Task input
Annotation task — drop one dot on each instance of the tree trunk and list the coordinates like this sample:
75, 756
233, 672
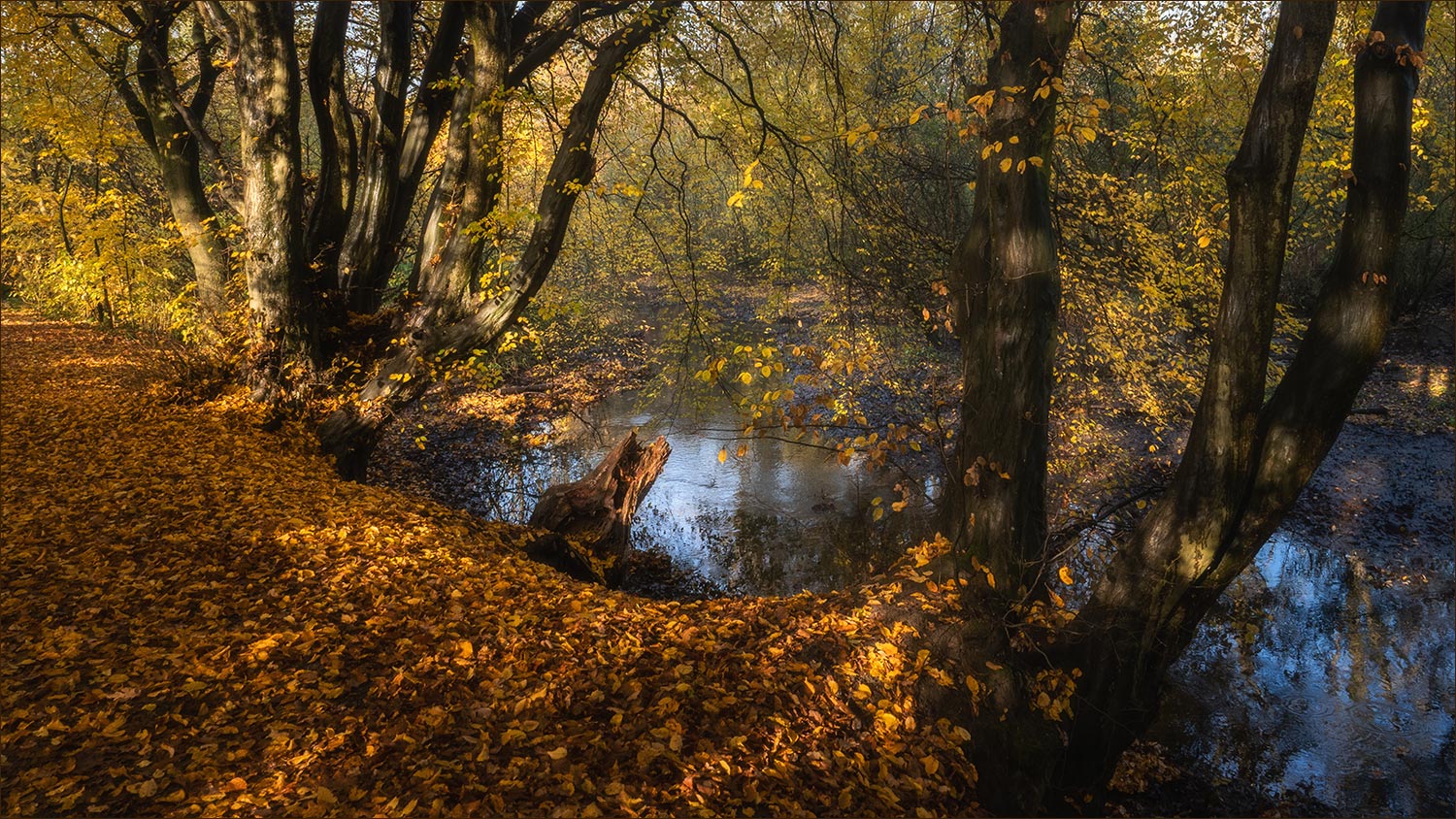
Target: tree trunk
594, 513
457, 313
169, 128
1007, 294
393, 153
1245, 464
281, 287
338, 148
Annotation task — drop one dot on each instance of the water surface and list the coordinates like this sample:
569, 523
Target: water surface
1325, 672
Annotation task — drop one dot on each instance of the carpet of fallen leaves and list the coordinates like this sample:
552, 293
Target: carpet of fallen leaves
198, 618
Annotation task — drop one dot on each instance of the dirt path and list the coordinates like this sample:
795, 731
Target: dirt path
200, 620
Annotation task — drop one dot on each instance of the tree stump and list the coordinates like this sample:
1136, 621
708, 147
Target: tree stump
593, 515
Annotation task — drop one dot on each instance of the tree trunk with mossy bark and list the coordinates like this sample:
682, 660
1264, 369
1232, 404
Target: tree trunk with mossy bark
1246, 458
469, 294
281, 285
1007, 290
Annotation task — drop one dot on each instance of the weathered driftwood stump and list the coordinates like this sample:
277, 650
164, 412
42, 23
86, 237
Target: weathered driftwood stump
593, 516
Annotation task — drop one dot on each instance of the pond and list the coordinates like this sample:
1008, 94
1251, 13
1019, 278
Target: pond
1325, 673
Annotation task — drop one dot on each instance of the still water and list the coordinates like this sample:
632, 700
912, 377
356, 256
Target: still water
1316, 675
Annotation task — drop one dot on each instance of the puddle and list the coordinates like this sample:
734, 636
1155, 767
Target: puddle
1312, 676
1327, 670
777, 521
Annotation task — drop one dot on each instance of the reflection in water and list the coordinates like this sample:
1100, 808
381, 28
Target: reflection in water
1312, 675
777, 521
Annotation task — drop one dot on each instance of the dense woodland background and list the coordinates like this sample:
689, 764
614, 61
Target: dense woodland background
984, 246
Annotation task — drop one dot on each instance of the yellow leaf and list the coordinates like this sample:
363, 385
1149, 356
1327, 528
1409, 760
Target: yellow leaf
747, 174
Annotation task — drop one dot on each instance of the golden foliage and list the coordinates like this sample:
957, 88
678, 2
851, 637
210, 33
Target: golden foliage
203, 620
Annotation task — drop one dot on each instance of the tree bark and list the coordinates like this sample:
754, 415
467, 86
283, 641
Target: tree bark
594, 513
395, 153
338, 148
1007, 291
454, 313
1246, 463
281, 287
168, 127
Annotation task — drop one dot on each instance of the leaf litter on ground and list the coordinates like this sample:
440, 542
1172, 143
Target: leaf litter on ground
201, 620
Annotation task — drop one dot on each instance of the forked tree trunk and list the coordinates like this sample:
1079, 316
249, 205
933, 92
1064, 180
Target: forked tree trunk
281, 287
171, 128
594, 513
454, 316
1246, 460
1007, 291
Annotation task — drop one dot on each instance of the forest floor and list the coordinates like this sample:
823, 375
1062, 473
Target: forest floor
201, 620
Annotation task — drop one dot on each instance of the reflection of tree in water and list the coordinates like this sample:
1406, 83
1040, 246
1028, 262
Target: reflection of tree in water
1310, 675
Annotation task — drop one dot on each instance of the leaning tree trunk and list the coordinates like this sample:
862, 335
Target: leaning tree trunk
594, 513
1007, 296
338, 147
171, 128
456, 314
1245, 463
395, 153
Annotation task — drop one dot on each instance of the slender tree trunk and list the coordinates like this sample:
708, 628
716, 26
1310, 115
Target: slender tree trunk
169, 128
338, 148
1007, 293
393, 153
456, 313
281, 287
1246, 463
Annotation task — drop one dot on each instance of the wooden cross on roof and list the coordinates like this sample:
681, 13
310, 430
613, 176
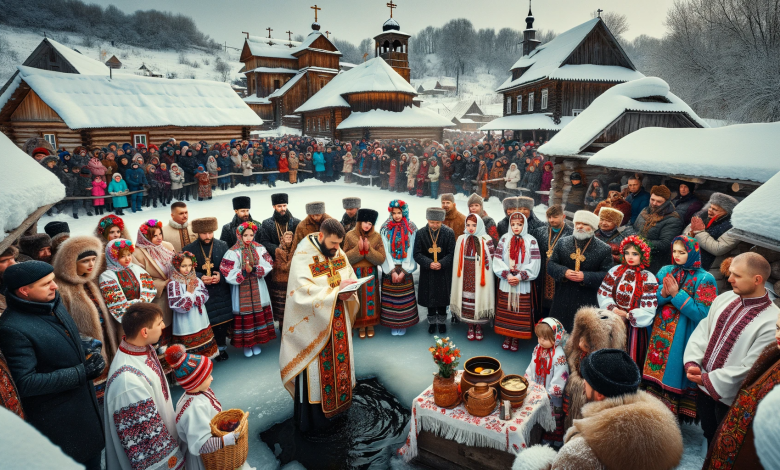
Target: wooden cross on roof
391, 5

Your objective
All of the listing above must be output exactly, except for its pictures.

Answer space
Annotation task — drop one dot on each instance of the tree trunk and list the coordinates like this sample:
75, 756
233, 672
Target: tree trunk
594, 513
457, 313
169, 128
1007, 294
393, 153
1245, 464
281, 287
338, 148
Annotation task — drop one dot on each instance of the water surface and list the coordinates like this sample:
569, 523
Target: water surface
1325, 672
Annotation task — drop one dot on each instance of the carpet of fallen leaves and list the coordinates like this sample:
552, 293
Target: carpet of fallen leaves
198, 618
Annotation task — drop one dot on each instance of the dirt path and list the coordinates like this sample:
795, 731
Target: dirt path
200, 620
Annotation task — drop one dot on each instance of the tree stump and list the coordinates like this sample:
1136, 621
708, 147
Target: tree stump
593, 515
Annotation task — drop one dot on each instance of the tree trunk with mossy bark and list the coordinates like this sample:
682, 660
1264, 369
1232, 404
Target: tree trunk with mossy bark
1246, 458
469, 294
281, 285
1007, 290
Annotation task — drop one dot on each instance of the weathered driftwood stump and list the coordinates like this sample:
277, 650
164, 412
42, 23
86, 237
Target: weathered driftwood stump
593, 516
Annotation task — drop one dot on each instance of the pond and list the coordinates like this sample:
1008, 94
1251, 13
1019, 278
Target: pond
1325, 673
Annotation task — drop one dot on each instance of the still water and list the coordinates like this sample:
632, 700
912, 377
356, 256
Target: still water
1316, 675
Annotation task — drop one dot on each instance of the puddle and list the coordinates like this sample:
734, 636
1155, 767
Target: puddle
1312, 676
1327, 670
777, 521
Annotation task — drop one dot on each instance of the reflection in water and list the coordinates like this sample:
1100, 808
381, 28
Target: reflection in water
1312, 675
777, 521
Annotation task — drop one dot on each instance of the dense woodland background and list the coordinates like this sample:
689, 764
614, 61
Target: dense woodland background
984, 246
Annotation task — drop one dot on each instance of the yellow leaf and list the coordinates like this sample:
363, 385
1149, 356
1327, 528
1409, 760
Target: yellow leaf
747, 174
Annotation task — drop one dot on each instance of the golden foliage and list the coordinates like this sample:
957, 88
678, 2
851, 637
210, 33
Target: golden foliage
203, 620
Annotation task — drop one dot on each instance of the tree bark and list the coordinates like this sample:
754, 415
467, 86
283, 641
Target: tree bark
594, 513
395, 153
338, 148
1007, 291
454, 313
1246, 463
281, 287
168, 127
Annotation task — drop one dot on each instance of the leaf litter on ground and list the coordinates like this sample:
440, 542
1172, 143
Target: leaf litter on ground
201, 620
Annotation task — drop one dot on each instance of the forked tree trunk and list the coordinates like this sample:
1079, 316
249, 205
933, 92
1064, 180
Target: forked tree trunk
281, 287
171, 128
594, 513
454, 316
1246, 460
1007, 291
Annotation task — drop one dot on each instance of the forest floor and list the coordinates like this sample:
823, 375
1062, 473
Target: forest floor
201, 620
Annotation task — drop one dot on each instance of the reflection of tree in water and list the coordinates like this sample:
1406, 83
1040, 246
1028, 262
Target: reflection of tree in water
1310, 675
Annotation task — drop one dot on each instance of the leaning tree trunk and list the coordinates like this sample:
862, 335
Target: leaning tree trunk
594, 513
1007, 296
338, 147
171, 128
456, 314
1245, 463
395, 153
Annotation task — drop one dot on each instance of the slender tree trunk and list the coordinates like this sample:
708, 628
716, 26
1310, 115
Target: slender tree trunk
169, 128
338, 148
1007, 293
393, 153
456, 313
281, 287
1246, 463
Annotation task — drop one dot on each instance of the wooden cross on roof and list the coordinates like this sample:
681, 13
310, 430
613, 176
Target: wooden cross on roof
391, 5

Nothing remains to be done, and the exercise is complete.